### Written exercise
How many lines in the records below contain the string "street"? Give only the number.

### Data provided
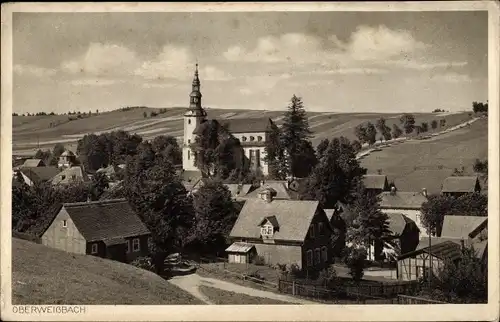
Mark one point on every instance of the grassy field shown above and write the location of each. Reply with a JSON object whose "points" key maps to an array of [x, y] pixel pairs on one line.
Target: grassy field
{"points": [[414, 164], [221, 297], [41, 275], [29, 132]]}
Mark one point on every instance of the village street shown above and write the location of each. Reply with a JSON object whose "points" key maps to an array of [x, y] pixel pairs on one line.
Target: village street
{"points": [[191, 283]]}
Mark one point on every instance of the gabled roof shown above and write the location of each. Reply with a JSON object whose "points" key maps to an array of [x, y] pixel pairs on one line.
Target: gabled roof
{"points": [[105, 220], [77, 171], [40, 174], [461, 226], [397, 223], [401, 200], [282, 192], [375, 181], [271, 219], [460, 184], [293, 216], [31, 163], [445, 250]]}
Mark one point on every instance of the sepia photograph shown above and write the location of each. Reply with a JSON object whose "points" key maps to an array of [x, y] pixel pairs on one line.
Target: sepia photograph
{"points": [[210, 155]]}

---

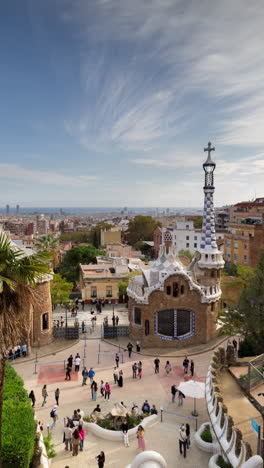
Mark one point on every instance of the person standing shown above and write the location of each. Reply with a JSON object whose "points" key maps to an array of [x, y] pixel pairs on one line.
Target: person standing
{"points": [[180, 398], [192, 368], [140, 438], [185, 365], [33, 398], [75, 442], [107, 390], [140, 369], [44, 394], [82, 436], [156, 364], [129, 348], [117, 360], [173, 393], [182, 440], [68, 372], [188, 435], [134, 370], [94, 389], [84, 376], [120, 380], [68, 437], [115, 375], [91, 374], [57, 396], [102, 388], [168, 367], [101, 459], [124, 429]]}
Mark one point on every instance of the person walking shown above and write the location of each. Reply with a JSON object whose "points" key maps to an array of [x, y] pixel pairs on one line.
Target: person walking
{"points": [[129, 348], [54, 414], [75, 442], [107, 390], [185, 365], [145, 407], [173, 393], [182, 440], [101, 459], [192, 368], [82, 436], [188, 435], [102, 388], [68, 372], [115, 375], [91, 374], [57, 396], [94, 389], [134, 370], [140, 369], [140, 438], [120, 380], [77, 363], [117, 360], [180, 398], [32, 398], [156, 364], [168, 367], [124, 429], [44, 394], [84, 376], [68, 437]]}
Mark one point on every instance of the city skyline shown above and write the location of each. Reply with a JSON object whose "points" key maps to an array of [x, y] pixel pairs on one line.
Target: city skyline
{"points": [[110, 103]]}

---

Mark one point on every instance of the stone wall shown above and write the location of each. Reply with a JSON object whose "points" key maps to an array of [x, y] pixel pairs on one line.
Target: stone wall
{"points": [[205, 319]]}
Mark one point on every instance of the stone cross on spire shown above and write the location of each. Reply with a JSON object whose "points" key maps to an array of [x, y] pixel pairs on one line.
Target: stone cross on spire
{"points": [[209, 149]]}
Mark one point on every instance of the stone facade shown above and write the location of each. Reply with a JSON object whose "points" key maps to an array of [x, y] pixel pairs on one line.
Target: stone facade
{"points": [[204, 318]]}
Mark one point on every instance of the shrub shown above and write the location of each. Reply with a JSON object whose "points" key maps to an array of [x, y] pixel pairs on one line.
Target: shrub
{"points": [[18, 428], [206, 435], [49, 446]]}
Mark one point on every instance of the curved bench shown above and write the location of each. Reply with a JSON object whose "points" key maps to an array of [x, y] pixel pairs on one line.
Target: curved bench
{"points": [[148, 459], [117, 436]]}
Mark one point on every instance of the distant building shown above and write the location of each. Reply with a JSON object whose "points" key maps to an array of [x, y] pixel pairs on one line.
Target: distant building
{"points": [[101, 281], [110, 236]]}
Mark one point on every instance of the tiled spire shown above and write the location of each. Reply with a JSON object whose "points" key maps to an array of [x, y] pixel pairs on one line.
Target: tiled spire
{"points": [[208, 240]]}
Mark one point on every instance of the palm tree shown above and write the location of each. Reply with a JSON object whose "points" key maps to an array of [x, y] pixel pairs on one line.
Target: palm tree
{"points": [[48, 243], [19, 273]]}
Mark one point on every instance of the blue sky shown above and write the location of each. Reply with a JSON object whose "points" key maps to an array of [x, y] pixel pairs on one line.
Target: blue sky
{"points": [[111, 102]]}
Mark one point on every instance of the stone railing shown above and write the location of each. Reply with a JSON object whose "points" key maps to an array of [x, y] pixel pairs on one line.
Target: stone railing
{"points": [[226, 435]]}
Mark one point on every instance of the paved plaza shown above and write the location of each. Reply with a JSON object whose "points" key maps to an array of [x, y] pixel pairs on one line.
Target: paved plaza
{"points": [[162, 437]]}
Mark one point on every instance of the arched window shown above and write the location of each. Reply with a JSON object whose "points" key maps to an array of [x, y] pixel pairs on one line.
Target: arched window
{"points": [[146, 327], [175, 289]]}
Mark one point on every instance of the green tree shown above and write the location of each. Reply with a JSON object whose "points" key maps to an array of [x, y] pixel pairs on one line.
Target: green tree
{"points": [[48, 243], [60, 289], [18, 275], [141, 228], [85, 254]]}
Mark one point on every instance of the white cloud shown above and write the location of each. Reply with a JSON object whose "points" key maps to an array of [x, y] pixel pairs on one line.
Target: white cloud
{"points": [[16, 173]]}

### Written answer
2